## Task to complete
Show each line of the listing below that contains the word "herb", copied as it appears there.
## Begin
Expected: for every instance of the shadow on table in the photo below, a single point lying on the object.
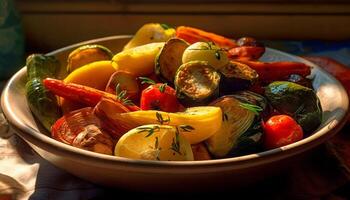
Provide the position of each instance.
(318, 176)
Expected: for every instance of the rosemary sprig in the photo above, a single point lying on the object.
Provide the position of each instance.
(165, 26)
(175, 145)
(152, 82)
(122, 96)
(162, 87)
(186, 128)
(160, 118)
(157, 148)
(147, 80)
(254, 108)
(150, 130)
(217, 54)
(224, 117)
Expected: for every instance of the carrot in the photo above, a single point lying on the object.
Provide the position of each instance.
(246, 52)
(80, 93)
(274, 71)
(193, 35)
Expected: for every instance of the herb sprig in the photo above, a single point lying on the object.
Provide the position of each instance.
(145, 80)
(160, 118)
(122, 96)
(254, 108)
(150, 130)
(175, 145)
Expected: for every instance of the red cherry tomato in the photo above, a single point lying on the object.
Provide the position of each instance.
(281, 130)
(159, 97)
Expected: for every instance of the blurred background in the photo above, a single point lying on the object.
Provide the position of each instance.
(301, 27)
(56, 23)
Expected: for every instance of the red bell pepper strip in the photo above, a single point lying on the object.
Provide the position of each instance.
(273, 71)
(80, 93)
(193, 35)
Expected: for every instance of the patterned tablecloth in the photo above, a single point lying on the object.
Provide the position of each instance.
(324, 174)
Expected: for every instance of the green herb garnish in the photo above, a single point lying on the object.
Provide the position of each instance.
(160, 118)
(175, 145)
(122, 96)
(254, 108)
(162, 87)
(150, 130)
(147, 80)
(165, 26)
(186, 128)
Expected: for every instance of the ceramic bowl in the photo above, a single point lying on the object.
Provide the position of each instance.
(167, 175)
## End
## Begin
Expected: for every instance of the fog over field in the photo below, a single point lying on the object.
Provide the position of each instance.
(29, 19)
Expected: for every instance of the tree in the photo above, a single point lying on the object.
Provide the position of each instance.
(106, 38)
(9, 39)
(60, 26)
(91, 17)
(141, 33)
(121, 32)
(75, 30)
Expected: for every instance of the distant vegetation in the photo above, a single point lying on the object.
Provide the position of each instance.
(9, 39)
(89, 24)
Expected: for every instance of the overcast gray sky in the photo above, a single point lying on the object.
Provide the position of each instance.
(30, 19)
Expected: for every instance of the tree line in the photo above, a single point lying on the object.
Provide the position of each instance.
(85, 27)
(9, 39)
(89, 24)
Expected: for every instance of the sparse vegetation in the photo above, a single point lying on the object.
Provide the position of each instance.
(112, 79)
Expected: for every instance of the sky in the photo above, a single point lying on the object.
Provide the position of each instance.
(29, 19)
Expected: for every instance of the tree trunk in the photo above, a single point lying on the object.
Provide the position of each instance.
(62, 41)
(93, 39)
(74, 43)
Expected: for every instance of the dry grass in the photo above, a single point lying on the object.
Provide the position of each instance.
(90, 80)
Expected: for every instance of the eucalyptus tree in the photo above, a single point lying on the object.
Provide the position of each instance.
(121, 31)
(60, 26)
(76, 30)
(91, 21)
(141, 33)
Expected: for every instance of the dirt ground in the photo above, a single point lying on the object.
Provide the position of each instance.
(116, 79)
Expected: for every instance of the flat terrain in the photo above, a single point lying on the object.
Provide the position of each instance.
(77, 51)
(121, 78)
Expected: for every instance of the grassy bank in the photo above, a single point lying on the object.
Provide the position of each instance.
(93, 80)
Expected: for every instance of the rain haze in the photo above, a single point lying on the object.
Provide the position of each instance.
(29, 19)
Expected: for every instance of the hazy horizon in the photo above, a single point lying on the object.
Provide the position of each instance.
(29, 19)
## End
## Result for this exercise
Expected: for every instance of the herb sprig in the photo above, a single point lying on the object.
Expected: for every instance of the green herb garnish in the photo above, a single point lying on the object.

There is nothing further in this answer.